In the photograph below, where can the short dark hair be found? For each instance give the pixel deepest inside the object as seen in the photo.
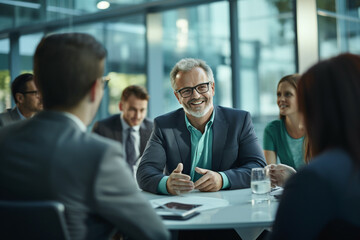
(66, 66)
(19, 84)
(293, 80)
(137, 91)
(328, 97)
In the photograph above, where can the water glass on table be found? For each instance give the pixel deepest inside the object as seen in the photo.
(260, 185)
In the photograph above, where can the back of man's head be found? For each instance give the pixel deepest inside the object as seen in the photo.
(138, 91)
(19, 84)
(66, 66)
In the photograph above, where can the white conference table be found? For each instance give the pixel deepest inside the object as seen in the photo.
(248, 219)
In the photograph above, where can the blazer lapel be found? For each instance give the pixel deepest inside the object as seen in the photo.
(118, 130)
(182, 138)
(220, 129)
(144, 137)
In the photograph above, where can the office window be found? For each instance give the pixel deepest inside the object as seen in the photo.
(197, 32)
(27, 47)
(339, 27)
(5, 93)
(267, 53)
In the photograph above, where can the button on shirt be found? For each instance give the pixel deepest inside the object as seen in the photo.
(201, 153)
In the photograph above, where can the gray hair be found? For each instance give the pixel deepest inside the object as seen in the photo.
(186, 65)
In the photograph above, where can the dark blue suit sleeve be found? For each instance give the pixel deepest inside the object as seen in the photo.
(250, 155)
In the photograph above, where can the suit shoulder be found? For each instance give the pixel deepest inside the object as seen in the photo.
(96, 141)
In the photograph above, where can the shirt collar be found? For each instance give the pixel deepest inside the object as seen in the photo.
(208, 124)
(126, 126)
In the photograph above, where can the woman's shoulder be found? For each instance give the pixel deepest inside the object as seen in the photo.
(274, 125)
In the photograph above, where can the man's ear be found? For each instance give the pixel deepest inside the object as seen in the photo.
(19, 97)
(213, 87)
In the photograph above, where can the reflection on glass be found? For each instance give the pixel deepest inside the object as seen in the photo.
(5, 93)
(339, 27)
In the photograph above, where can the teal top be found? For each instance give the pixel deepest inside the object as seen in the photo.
(289, 150)
(201, 153)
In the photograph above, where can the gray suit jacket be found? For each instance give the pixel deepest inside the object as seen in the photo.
(111, 127)
(10, 116)
(235, 148)
(49, 158)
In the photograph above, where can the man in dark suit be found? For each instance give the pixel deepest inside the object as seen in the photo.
(199, 146)
(26, 97)
(52, 157)
(130, 128)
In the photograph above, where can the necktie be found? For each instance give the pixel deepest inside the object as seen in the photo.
(130, 148)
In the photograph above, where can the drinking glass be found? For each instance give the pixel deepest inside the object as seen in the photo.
(260, 185)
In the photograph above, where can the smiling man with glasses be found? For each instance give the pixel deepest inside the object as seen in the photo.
(27, 100)
(199, 146)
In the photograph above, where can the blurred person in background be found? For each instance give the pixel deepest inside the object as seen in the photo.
(131, 127)
(322, 200)
(284, 138)
(26, 97)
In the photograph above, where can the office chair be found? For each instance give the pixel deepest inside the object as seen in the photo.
(32, 220)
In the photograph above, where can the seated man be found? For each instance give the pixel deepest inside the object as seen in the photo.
(26, 97)
(130, 128)
(52, 157)
(199, 146)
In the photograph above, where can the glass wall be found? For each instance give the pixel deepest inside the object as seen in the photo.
(339, 27)
(27, 47)
(197, 32)
(5, 93)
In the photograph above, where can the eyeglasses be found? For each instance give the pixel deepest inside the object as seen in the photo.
(35, 92)
(188, 91)
(105, 80)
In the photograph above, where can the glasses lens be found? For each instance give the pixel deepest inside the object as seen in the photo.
(202, 88)
(186, 92)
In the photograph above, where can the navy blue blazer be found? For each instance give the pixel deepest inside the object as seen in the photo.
(235, 148)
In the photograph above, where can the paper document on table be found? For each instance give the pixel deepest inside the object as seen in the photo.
(205, 203)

--- --- ---

PROBLEM TO WORK ON —
Print all of the entries above word for word, leaving out the picture.

THE ANSWER —
In the photograph below, where can the short dark hair be found? For each instance give the pixel deepest inside the object as seen in the photo.
(66, 66)
(19, 84)
(293, 80)
(137, 91)
(328, 97)
In the photograph above, where can the water glass on table be found? For each instance give the pixel deepest inside the object as seen in the photo.
(260, 185)
In the photograph above, where can the back of man's head be found? For each instance give the pixel deepest inside the object as seen in the photo.
(138, 91)
(19, 84)
(66, 66)
In the photograph above, where can the white conference table be found? For each instance give the pixel deepest inside the object as seen in the photo.
(248, 219)
In the photograph above, where can the blazer lapel be found? For each instance give the pixel deepest inside the object as seen in the photo.
(118, 130)
(182, 138)
(220, 129)
(144, 137)
In the photograph above, where can the office window be found? For each instance give the pixel deepest inside the object as seen in the photo.
(197, 32)
(27, 47)
(339, 27)
(5, 93)
(267, 53)
In the photograph above, where can the button on shirt be found? For each instance give the pixel deepest inside the object as seen in the photo.
(201, 153)
In the photograph above, where can the gray hair be found? For each instance give the pixel deepest inside the object as seen in the photo.
(186, 65)
In the photograph above, where can the dark blue suit sleeve be found? For each instance give the pixel deepest inside the object as seen in the photo.
(250, 155)
In the photograph above, where can the suit shoulder be found? For each instance give the pixel deepest inside the object as seen in the photo.
(96, 141)
In the photograph above, where can the shirt collar be found? For each instance give the pixel deepest inside the object as seen in the photo.
(208, 124)
(126, 126)
In the photograph above, where can the woman's shoulder be found? For each instance give the pixel deepest inside the object as seen in the photo.
(274, 125)
In the photograph above, where can the man's ear be found? For each instance give the pixel deepest inside the object as seen in the photo.
(19, 97)
(213, 87)
In the photograph above, where can the reflection on glass be found? For each instance give the pixel deepest inside the object as seen in the photo.
(5, 93)
(339, 27)
In the photograph above, where can the teal top be found? For each instance give the pixel deepest inside the object as seen in the photo.
(289, 150)
(201, 153)
In the photograph above, where can the gray suit jacket be found? For each instance give the pixel deepest inside the object as seen in the photo.
(111, 127)
(10, 116)
(235, 148)
(49, 158)
In the photograph above, where can the man in dark suit be found? For each instance give the pixel deepest inside the object as seen in the photo.
(199, 146)
(26, 97)
(52, 157)
(130, 128)
In the photograph above, where can the necktie be found? For each instance give the pixel deepest inside the object as seen in the photo.
(130, 148)
In the photograph above, where can the drinking glass be found? For each instance give the pixel deepest inside the object as seen in the photo.
(260, 185)
In the photograph above, where can the smiling man with glasses be found? For each instance give the pixel deepest inside the object as seen in the photo.
(27, 100)
(199, 146)
In the photograph above, where can the blurred person in background be found? For each instance give the pixel deepest inside the object as seen in the photo.
(131, 127)
(322, 200)
(284, 138)
(26, 97)
In the photograph above, where can the office chair be found? For each instance give the pixel deepest inside the object as seen in the photo.
(32, 220)
In the photograph above, where can the seated man be found? For each instance give the pixel deepest inside the object as seen in the photo.
(26, 97)
(130, 128)
(52, 157)
(199, 146)
In the photograph above, where can the glass wall be found? For each instance give the pixel deepest inside the object as seen in the photo.
(339, 27)
(27, 47)
(197, 32)
(5, 93)
In the photograph above, where can the eyeglasses be found? For each instance give the pixel deepest inside the object as seen in the photo.
(35, 92)
(188, 91)
(105, 80)
In the photograph above, where can the glasses lens be found? For each instance give the pixel deepest inside the object as seen in the photo.
(202, 88)
(186, 92)
In the photograph above, where can the navy blue blazer be found? For each instance give the pixel deepest inside the object as seen in the photo.
(235, 148)
In the photograph above, where can the paper document on table be found? For each instance give the pixel deepest inside the object as seen in the photo.
(205, 203)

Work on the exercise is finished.